• _Complete the following_:
a) Using the OpenSSL mailing-list exchange below, decide whether each statement agrees with it: (i) Henson advises taking a lock on the SSL_accept API; (ii) Henson states that the locking times should always be very short; (iii) Alok reports that in the worst case the lock was held for around 5-6 minutes. Answer yes or no for each, and quote the deciding words.
b) Answer these questions from the OpenSSL mailing-list exchange below:
(i) Which API call does Alok say produces the error message?
(ii) Which manual page does Henson give as an example?
(iii) According to Henson, what are the locking callbacks typically used to ensure?
c) According to the OpenSSL mailing-list exchange below, why must a multithreaded application supply a set of locking callbacks? Explain in one to three sentences.

Hi,
     Ok I got your point. I think it will be helpful.Do you have any link or
precedure to setup these call backs or these are just function pointers
which needs to be initialized at ssl initialization time.
Regards,
Alok

On Fri, Sep 23, 2011 at 5:22 PM, Dr. Stephen Henson <st...@openssl.org>wrote:

> On Fri, Sep 23, 2011, alok sharma wrote:
>
> > Hi,
> >      The error message comes when we invoke SSL_accept() API. But taking
> > lock on it will affect performance as it performs network operation
> inside
> > this API (like client hello message and other). So if network is
> overloaded
> > then mutex hold time will be too large. I have observed that in worst
> case
> > it holds lock for around 5-6 mins.
>
> You don't lock the SSL_accept API.
>
> In an multithreaded application OpenSSL needs to use locks internally to
> avoid
> race conditions. In order to do this an application needs to supply a set
> of
> locking callbacks which OpenSSL makes use of internally. The locking  times
> should always be very short for these cases: they are typically used to
> ensure
> reference counts are incremented and decremented properly. If you don't set
> these up OpenSSL will be unstable in multithreaded applications: one
> symptom
> of this is how the FIPS PRNG behaves.
>
> For more details see the archives and documentation. For example: the
> "threads" manual page.
>
> Steve.
> --
> Dr Stephen N. Henson. OpenSSL project core developer.

(Data excerpts)
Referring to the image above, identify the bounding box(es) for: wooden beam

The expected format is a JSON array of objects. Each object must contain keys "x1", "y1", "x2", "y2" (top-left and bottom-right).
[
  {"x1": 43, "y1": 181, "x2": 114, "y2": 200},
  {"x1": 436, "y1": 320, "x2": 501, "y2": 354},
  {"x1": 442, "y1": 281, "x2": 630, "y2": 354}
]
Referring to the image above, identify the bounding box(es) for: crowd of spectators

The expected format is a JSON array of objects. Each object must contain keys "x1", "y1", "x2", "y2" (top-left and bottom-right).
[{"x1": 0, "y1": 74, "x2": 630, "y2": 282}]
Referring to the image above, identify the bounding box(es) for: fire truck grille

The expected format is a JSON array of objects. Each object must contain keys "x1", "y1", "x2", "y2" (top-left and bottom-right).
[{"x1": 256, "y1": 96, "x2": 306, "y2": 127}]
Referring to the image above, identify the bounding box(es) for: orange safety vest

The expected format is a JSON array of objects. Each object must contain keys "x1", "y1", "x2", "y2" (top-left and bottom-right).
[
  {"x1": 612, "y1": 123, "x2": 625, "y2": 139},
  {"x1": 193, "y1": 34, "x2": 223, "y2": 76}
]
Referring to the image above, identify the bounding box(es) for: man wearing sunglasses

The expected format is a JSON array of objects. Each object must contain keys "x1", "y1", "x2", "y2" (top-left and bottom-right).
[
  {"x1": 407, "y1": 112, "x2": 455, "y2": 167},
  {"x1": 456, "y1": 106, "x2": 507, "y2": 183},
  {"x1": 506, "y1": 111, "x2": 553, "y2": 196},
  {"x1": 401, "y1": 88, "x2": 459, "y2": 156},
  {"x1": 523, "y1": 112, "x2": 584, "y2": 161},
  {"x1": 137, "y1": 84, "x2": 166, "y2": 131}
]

• _Answers for the exercise_:
a)
(i) No: "You don't lock the SSL_accept API."
(ii) Yes: "should always be very short for these cases"
(iii) Yes: "it holds lock for around 5-6 mins."

b)
(i) SSL_accept()
(ii) The "threads" manual page
(iii) That reference counts are incremented and decremented properly

c) In a multithreaded application, OpenSSL needs to use locks internally to avoid race conditions, and it relies on the callbacks the application supplies to do this. If the callbacks are not set up, OpenSSL will be unstable, and one symptom is how the FIPS PRNG behaves.